PROBLEMS »
a. In the basin model abstract, what does the acronym THMC stand for?
b. Proceed with the basin model abstract, picking up after its final sentence.

───── SUPPLIED TEXT ─────

An interactive geological basin model: supporting the fast-track assessment of large-scale subsurface potential in the context of the ecological transition
- 1Université de Pau et des Pays de l'Adour, E2S UPPA, CNRS, Total, LFCR, Pau, France (firstname.lastname@example.org)
- 2TotalEnergies SE, Pau, France
- 3IFPEN, Rueil-Malmaison, France
Deep subsurface dynamic models allow simulating the interaction of multiple physical processes at regional and geological scale. In the past three decades, O&G industry developed so called Basin and Petroleum Systems Models to improve the prediction of hydrocarbons accumulation and reduce risks of exploration wells failure. By simulating the geological history of a sedimentary basin from its origin, these thermo-hydro-mechanical and chemical (THMC) models provide at present day a balanced distribution of static and dynamic properties of a huge volume of rocks.
For the last years, one of these THMC simulators has been extended to more generic application, such as geothermal potential assessment of sedimentary basins, large scale aquifers systems appraisal for massive CO2 sequestration or quantification of present-day methane seepage from shallow biogenic gas production.
At the basin scale, data to describe the subsurface are very diverse and scattered and the uncertainty of representativeness of basin geological models is large, especially if one expects to obtain results in quantitative terms on connected pore volumes, temperatures, pressures, stress or fluid composition.
This scarcity of data requires geoscientists to describe alternative scenarios that are compatible with the observational data. The description of a 4D model (3D structure through geological time) of a sedimentary basin is a long and complex task and the creation and analysis of multiple digital scenarios is therefore almost impossible in reasonable timeframe.

───── GIVEN ENTRIES ─────

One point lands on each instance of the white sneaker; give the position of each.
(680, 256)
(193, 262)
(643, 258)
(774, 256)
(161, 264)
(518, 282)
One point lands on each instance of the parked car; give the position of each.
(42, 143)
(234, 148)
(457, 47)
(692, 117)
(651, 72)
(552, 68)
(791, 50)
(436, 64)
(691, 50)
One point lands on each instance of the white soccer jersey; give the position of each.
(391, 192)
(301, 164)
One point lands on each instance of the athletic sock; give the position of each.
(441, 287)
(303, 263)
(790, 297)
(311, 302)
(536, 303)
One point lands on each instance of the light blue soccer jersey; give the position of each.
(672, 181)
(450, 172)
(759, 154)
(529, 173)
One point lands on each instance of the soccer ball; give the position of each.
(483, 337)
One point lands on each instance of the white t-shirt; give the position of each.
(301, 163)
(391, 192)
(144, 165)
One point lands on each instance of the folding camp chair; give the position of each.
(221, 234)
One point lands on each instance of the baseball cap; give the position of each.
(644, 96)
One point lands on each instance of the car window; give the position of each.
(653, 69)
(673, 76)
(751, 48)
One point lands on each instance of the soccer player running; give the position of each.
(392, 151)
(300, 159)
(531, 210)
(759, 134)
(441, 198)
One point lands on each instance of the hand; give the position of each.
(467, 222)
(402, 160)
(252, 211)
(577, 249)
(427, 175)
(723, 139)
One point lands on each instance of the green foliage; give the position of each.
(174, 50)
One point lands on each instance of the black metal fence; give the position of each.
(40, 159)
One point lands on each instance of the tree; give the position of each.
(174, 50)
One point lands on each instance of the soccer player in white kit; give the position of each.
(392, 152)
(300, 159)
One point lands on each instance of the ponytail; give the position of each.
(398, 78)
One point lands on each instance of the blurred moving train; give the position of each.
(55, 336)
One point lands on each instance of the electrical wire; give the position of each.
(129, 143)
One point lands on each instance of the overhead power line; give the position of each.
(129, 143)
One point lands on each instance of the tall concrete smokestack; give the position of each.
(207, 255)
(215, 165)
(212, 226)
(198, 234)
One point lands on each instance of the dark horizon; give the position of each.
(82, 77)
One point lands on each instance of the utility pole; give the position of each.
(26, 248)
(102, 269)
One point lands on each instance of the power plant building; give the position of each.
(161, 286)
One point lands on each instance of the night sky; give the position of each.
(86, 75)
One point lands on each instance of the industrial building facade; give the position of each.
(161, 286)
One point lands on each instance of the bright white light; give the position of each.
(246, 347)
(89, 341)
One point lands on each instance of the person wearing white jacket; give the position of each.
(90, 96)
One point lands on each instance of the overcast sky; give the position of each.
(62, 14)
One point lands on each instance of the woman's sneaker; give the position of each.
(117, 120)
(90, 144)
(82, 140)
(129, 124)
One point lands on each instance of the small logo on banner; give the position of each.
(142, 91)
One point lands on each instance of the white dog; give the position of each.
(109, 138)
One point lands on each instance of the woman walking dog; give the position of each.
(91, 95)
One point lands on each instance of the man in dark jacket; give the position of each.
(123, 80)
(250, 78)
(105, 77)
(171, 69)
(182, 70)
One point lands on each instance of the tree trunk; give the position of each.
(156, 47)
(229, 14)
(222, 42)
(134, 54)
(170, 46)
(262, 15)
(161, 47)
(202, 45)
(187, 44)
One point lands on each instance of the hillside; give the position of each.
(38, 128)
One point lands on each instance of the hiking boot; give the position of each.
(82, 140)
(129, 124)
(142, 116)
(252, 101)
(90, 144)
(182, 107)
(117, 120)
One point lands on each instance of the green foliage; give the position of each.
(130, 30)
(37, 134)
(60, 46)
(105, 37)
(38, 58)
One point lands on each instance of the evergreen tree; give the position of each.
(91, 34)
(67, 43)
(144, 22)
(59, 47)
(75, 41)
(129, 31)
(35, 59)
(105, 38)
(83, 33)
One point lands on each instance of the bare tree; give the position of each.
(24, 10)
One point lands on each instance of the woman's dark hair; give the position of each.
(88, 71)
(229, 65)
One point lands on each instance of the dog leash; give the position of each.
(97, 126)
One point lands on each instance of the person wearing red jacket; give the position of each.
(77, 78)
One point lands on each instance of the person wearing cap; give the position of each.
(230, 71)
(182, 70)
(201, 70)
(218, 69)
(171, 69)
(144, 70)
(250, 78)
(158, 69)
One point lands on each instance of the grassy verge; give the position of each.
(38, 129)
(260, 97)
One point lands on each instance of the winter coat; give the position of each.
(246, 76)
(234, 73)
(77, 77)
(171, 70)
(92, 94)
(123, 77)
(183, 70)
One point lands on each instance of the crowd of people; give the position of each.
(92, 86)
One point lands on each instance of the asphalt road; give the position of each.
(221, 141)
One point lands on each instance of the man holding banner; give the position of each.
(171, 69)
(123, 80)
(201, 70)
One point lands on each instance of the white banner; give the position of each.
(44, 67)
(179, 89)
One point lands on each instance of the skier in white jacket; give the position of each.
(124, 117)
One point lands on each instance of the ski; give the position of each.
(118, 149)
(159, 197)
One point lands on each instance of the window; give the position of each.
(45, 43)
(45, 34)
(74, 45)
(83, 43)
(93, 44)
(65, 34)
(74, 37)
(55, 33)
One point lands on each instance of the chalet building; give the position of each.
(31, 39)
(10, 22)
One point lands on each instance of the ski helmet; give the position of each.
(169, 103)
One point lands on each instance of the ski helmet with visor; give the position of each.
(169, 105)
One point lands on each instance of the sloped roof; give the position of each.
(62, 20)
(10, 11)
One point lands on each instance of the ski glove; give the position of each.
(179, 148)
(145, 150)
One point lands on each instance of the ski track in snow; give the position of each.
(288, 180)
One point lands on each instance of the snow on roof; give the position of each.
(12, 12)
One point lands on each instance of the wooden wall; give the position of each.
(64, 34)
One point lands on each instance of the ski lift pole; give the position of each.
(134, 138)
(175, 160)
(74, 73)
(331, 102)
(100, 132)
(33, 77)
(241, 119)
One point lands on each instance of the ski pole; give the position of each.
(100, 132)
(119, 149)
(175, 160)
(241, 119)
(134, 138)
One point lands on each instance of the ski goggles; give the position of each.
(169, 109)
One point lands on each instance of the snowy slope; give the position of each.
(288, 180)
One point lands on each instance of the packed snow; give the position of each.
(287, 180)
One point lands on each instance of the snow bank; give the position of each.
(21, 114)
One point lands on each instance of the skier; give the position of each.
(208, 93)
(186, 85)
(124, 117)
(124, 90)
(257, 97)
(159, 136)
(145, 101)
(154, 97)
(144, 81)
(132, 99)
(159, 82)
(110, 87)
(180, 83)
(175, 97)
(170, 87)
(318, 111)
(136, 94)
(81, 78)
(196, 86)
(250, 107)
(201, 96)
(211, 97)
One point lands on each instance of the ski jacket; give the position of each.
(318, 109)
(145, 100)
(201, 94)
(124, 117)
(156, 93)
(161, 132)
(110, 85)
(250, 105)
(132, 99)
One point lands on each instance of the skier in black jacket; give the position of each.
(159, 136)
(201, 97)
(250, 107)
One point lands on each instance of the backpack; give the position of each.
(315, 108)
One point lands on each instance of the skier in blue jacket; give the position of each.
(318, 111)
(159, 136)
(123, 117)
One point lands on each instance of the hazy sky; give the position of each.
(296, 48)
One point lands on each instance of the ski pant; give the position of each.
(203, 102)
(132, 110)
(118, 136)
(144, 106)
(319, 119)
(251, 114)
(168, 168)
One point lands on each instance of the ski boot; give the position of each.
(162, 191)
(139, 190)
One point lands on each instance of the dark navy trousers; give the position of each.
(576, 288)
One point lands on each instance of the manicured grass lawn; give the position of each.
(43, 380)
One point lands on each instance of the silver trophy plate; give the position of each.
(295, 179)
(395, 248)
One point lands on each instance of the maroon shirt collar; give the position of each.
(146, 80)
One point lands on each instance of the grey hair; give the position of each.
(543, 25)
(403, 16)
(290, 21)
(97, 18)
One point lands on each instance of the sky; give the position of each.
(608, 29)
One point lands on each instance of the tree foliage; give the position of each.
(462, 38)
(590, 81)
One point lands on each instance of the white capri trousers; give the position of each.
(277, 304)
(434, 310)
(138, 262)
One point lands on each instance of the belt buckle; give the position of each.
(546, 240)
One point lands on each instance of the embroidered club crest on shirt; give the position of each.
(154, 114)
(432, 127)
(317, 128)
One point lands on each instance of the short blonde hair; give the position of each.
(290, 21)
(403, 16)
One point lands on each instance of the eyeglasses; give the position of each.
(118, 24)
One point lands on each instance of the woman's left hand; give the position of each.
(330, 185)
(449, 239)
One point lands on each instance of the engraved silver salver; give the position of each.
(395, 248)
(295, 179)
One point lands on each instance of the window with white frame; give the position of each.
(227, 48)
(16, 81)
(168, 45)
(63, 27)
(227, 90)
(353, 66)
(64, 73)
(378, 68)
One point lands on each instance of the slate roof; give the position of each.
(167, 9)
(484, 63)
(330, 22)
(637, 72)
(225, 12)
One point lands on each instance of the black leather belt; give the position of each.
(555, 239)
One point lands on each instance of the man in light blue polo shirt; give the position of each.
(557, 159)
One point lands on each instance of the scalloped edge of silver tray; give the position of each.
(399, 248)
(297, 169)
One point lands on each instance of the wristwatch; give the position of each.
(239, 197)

─────

EXPECTED ANSWERS »
a. Thermo-hydro-mechanical and chemical.

b.
We have developed and proofed the concept of interactive basin model that allows simulating while interpreting, hence comparing scenarios while interpreting. In the concept implementation, the processes of surface and subsurface data analysis, 3D scenario model building, simulation parameters setup, THMC simulation, results visualisation and analysis and scenario comparison is performed in a single “real-time” loop.
The concept also allows the incremental building of a geological basin model. Therefore, one can start by building a coarse model of the full sedimentary basin that is continuously watertight and consistent. Then by visualising the result of the simulation in terms of present-day temperature, pressure, stress, and fluid chemistry fields compared instantaneously with the available data, it can be improved to a more complete and consistent representation. This interactive loop avoids the need for costly and complex inversion and allows the geologist to quickly explore the consistency of his or her assumptions.
Ultimately, this interactive modelling protocol based on advanced multi-physics simulation tools should become an essential weapon for rapidly defining the basis for assessing the potential, risks and balances between human activity and the nature of an often poorly documented deep underground.
It is complementary to specific tools for data analysis or uncertainty and risk assessment, such as specialised simulators like reservoir or aquifer models.
How to cite: Gout, C. and Cacas-Stentz, M.-C.: An interactive geological basin model: supporting the fast-track assessment of large-scale subsurface potential in the context of the ecological transition, EGU General Assembly 2022, Vienna, Austria, 23–27 May 2022, EGU22-5215, https://doi.org/10.5194/egusphere-egu22-5215, 2022.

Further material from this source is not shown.